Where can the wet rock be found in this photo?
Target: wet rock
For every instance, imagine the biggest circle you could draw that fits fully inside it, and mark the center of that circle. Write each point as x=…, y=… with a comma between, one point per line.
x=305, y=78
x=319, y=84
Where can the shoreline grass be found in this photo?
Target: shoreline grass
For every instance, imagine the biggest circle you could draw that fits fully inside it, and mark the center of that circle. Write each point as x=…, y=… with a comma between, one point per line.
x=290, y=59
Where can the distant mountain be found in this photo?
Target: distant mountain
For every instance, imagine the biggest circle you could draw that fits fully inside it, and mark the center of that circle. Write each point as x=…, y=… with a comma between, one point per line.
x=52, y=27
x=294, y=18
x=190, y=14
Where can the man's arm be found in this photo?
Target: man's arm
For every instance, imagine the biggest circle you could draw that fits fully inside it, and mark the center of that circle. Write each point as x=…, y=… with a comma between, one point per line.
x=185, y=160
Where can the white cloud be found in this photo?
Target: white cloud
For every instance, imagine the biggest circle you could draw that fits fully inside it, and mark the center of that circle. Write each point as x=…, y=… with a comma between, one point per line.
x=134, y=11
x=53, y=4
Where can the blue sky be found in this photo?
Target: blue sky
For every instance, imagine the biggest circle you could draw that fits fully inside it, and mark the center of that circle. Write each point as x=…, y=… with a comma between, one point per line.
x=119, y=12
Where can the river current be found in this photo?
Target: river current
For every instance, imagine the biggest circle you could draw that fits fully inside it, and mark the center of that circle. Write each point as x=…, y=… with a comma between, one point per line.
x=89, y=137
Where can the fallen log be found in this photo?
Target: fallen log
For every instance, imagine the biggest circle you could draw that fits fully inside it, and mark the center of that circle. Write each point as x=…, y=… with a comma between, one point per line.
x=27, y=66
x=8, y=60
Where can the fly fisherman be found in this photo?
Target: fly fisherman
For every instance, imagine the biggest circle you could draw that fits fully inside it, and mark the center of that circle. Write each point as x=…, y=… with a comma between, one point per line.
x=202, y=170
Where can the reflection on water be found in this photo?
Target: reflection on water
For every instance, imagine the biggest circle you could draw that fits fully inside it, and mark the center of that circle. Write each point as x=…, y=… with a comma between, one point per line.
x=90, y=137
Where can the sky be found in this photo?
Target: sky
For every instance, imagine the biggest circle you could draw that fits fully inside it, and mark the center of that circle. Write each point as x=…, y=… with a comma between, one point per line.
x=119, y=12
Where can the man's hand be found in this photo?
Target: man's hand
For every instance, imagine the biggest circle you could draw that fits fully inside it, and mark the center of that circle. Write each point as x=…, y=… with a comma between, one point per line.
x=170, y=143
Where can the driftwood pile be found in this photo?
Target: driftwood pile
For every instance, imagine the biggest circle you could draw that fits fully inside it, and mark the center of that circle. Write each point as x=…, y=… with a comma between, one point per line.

^^^^^^^^

● Task requirements:
Reproduce all of the data above verbatim, line by line, without altering any wording, spacing, or order.

● Final answer:
Where can the wet rock be found in this photo?
Target: wet rock
For every instance, imagine the biggest circle you could draw that fits fully inside it, and mark the center of that circle. Write each point as x=…, y=… with a comma between, one point per line.
x=305, y=78
x=319, y=84
Where can the shoreline grass be found in this photo?
Target: shoreline grass
For every instance, imagine the biggest circle you could draw that fits fully inside it, and mark the center of that circle. Write each point as x=…, y=… with a comma between, one point per line.
x=290, y=59
Where can the distant mountain be found in this photo?
Target: distant mountain
For every instance, imagine the biggest circle you could draw that fits fully inside it, and mark the center of that circle. Write each point as x=…, y=… with a comma between, one point per line.
x=52, y=27
x=294, y=18
x=190, y=14
Where can the man's arm be found in this photo?
Target: man's arm
For every instance, imagine the biggest circle you could draw that fits fully inside it, and mark the center of that circle. Write each point as x=…, y=… with a comma between, one point per line.
x=185, y=160
Where can the white cloud be found in this photo?
Target: white cloud
For every instance, imagine the biggest circle you could draw that fits fully inside it, and mark the center of that circle. Write each point as x=…, y=… with a comma between, one point per line.
x=134, y=11
x=53, y=4
Where can the blue sky be found in this photo?
Target: blue sky
For every instance, imagine the biggest circle you could draw that fits fully inside it, and mark the center of that circle. Write each point as x=…, y=… with a comma between, one point per line.
x=119, y=12
Where can the river current be found in this photo?
Target: river current
For every instance, imagine the biggest circle you could draw that fits fully inside it, and mark the center of that circle. Write each point as x=…, y=… with a comma between, one point per line.
x=89, y=137
Where can the fallen log be found in this photo?
Target: fallen log
For every instance, imagine the biggest circle you could draw that fits fully inside it, and mark the center of that circle. Write each point as x=…, y=… with a comma between, one point per line.
x=27, y=66
x=8, y=60
Where can the fly fisherman be found in this photo?
Target: fly fisherman
For every instance, imagine the biggest circle you could draw that fits fully inside it, and mark the center of that circle. Write each point as x=…, y=… with a comma between, one point per line.
x=202, y=170
Where can the reflection on water be found in this photo?
Target: reflection on water
For every instance, imagine the biggest circle you could draw that fits fully inside it, and mark the center of that circle. Write each point as x=…, y=… with a comma between, one point per line.
x=90, y=137
Where can the sky be found in this photo?
Target: sky
For every instance, imagine the biggest circle you could draw that fits fully inside it, and mark the center of that circle. Write each point as x=…, y=… with a comma between, one point per line.
x=119, y=12
Where can the man's hand be found in this photo?
Target: man's hand
For every instance, imagine the biggest circle you could draw that fits fully inside it, and mark the center of that circle. Write each point as x=…, y=… with a comma between, one point per line.
x=170, y=143
Where can the driftwood pile be found in this photo?
Target: driftwood pile
For every instance, imagine the biggest circle you could draw that fits fully inside it, and mark the center of that circle. Write each point as x=…, y=… with a comma between, one point per line.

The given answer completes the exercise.